▶ Document extract:
○ ○ ○ ○ ○ ○ ○
Hollywood films have dramatized an event that scientists say could one day happen. An asteroid approaches the earth, threatening the planet, and a team of daring astronauts travels to space to stop it. Some scientists and engineers say the films were not realistic, but that the threat is real.

In the 1998 film Armageddon, Bruce Willis and his team landed on an asteroid and used a nuclear weapon to destroy it. Scientists say the movie was not accurate in its science, but that its central premise was authentic. An asteroid could one day strike the earth with devastating results.

In the past 600 million years, collisions with space objects have caused five mass extinctions. The best-known collision, 65 million years ago, helped kill off the dinosaurs. But the worst, nearly 200 million years before that, eliminated more than 90 percent of life on the planet. More recently, the 1908 explosion of an asteroid over Siberia flattened 2,000 square kilometers of forest.

Two years ago, a group of scientists, engineers, and astronauts created an organization to prevent another cosmic collision. Called the B612 foundation, it takes its name from the asteroid that was home to the fictional Little Prince in the story by French writer Antoine de Saint-Exupery.
○ ○ ○ ○ ○ ○ ○
▶ Stated task 1: In the asteroid article, how much forest did the 1908 asteroid explosion over Siberia flatten?
▶ Stated task 2: List each line of the rows that contains the string "QUERY".
The asteroid article and the rows after it are independent material.

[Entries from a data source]
○ ○ ○ ○ ○ ○ ○
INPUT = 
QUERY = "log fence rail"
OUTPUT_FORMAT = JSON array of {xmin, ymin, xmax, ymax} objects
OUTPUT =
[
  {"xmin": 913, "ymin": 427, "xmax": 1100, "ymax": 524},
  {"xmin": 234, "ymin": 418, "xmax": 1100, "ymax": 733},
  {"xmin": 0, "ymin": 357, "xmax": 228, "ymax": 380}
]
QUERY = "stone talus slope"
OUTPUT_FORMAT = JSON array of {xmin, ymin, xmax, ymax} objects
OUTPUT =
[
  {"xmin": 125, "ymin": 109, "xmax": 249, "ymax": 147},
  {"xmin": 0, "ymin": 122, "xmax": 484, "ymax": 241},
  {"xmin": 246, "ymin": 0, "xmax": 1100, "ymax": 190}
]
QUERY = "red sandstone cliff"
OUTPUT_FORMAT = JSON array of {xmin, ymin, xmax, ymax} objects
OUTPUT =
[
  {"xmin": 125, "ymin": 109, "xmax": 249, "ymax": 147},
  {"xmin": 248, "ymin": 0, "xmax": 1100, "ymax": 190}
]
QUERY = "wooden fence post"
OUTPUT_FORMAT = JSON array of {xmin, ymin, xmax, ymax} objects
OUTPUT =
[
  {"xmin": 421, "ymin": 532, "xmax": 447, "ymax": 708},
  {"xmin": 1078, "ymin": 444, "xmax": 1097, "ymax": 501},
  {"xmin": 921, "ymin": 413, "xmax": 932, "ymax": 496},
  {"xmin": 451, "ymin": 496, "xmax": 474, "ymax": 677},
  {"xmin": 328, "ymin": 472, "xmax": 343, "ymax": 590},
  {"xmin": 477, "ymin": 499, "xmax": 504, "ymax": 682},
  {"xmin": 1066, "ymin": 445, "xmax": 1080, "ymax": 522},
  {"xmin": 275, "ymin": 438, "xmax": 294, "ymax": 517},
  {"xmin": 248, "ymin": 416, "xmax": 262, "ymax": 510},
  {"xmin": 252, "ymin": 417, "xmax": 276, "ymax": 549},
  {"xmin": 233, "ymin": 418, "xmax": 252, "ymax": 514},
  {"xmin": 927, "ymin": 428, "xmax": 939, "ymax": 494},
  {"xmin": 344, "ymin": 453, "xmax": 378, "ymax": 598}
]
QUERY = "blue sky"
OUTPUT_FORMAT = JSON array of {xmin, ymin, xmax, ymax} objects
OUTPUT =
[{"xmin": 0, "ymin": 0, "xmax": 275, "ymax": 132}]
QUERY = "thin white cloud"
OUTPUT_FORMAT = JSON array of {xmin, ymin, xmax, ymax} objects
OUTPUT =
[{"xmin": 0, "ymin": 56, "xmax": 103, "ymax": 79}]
○ ○ ○ ○ ○ ○ ○
▶ Written solution 1: It flattened 2,000 square kilometers of forest.

▶ Written solution 2:
QUERY = "log fence rail"
QUERY = "stone talus slope"
QUERY = "red sandstone cliff"
QUERY = "wooden fence post"
QUERY = "blue sky"
QUERY = "thin white cloud"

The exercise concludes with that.